(Extracted material Opens)

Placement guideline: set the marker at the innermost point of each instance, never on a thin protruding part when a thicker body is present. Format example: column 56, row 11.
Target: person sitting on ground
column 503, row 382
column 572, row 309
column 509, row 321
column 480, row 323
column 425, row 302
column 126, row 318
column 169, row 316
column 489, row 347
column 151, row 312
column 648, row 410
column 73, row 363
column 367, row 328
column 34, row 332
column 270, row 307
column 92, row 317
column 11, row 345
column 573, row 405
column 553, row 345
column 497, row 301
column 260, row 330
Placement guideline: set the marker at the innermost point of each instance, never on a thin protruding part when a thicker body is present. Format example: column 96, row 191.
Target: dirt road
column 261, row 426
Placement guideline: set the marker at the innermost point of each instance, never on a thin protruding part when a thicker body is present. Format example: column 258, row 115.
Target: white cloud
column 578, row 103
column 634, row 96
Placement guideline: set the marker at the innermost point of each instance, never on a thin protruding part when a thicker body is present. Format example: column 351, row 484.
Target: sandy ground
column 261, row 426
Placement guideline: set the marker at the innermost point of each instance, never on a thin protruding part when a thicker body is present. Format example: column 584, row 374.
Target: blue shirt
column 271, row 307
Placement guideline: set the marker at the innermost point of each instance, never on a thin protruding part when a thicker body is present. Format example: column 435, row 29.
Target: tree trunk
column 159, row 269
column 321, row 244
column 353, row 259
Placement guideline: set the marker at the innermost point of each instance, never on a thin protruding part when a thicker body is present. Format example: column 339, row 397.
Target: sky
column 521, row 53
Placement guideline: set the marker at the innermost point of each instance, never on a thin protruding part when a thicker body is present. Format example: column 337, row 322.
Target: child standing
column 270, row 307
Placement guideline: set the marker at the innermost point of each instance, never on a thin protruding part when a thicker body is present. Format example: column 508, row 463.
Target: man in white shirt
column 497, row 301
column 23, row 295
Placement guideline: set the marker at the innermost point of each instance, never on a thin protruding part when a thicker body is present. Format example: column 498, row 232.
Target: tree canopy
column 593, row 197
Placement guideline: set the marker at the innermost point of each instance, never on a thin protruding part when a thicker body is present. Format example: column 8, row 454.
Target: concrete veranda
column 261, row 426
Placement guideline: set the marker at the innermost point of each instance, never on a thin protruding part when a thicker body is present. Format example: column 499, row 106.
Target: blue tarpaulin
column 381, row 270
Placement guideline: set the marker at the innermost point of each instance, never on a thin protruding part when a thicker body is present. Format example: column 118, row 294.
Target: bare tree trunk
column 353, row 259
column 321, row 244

(Extracted material Closes)

Output must be limited to the lines beginning with the one that contains "Target: tree canopy" and ending with the last line of the entries, reproduced exactly.

Target: tree canopy
column 593, row 197
Placement guideline: set the marker at the innermost point of each instance, never on a thin protruding part when a thicker body is present. Format example: column 8, row 454.
Target: concrete veranda
column 261, row 426
Placement guideline: set the marker at the innermost point of each instance, never on a thin protruding part when a thicker body is present. Format example: column 499, row 106.
Target: blue tarpaulin
column 381, row 270
Placement guideline: set the marker at the innermost point of each instance, never on a thin protruding part when a thicker body is present. Format example: column 118, row 294.
Target: bare tree trunk
column 353, row 259
column 321, row 244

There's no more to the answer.